Format every line of the items below as a JSON list of strings, with one string per line and blank lines left out.
:::
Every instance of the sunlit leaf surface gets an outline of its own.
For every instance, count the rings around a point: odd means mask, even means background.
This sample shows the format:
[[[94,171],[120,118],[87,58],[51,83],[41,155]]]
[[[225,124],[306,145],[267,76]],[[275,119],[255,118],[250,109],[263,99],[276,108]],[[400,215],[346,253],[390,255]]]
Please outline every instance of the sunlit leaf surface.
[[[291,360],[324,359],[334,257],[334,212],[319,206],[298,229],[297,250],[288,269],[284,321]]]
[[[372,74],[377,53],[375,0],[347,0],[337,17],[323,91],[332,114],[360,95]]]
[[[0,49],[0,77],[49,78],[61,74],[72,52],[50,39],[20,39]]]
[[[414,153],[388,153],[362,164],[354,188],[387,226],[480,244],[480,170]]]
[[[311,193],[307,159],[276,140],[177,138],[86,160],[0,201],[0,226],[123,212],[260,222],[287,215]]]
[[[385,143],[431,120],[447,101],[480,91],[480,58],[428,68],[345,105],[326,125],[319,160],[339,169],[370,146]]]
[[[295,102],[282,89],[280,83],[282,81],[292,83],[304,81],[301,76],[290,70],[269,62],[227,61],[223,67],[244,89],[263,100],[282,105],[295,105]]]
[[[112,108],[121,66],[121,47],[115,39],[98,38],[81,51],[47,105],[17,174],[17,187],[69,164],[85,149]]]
:::
(WRITTEN SOLUTION):
[
  "Every instance of the sunlit leaf surface gets an outline of its own.",
  "For every instance, count the rings around a point: odd means mask, even means background.",
  "This sample shows the format:",
  "[[[94,171],[120,118],[87,58],[51,83],[41,155]]]",
  "[[[225,124],[306,145],[267,76]],[[275,119],[255,118],[250,109],[263,99],[276,108]],[[400,215],[346,253],[390,255]]]",
  "Please outline every instance of the sunlit leaf surface.",
  "[[[291,360],[324,359],[334,257],[334,212],[319,206],[298,229],[297,250],[288,269],[284,321]]]",
  "[[[372,74],[377,53],[375,0],[347,0],[337,17],[323,91],[332,114],[360,95]]]",
  "[[[0,49],[0,77],[49,78],[61,74],[72,52],[50,39],[20,39]]]",
  "[[[414,153],[388,153],[362,164],[354,188],[387,226],[480,244],[480,170]]]",
  "[[[311,193],[307,159],[276,140],[177,138],[86,160],[0,201],[0,226],[123,212],[260,222],[287,215]]]",
  "[[[385,143],[431,120],[447,101],[480,91],[480,58],[428,68],[345,105],[326,125],[319,160],[339,169],[370,146]]]",
  "[[[295,102],[282,89],[280,83],[282,81],[292,83],[304,81],[301,76],[290,70],[269,62],[227,61],[223,67],[244,89],[263,100],[282,105],[295,105]]]",
  "[[[112,108],[121,66],[121,47],[115,39],[98,38],[81,51],[47,105],[17,174],[17,187],[69,164],[85,149]]]"
]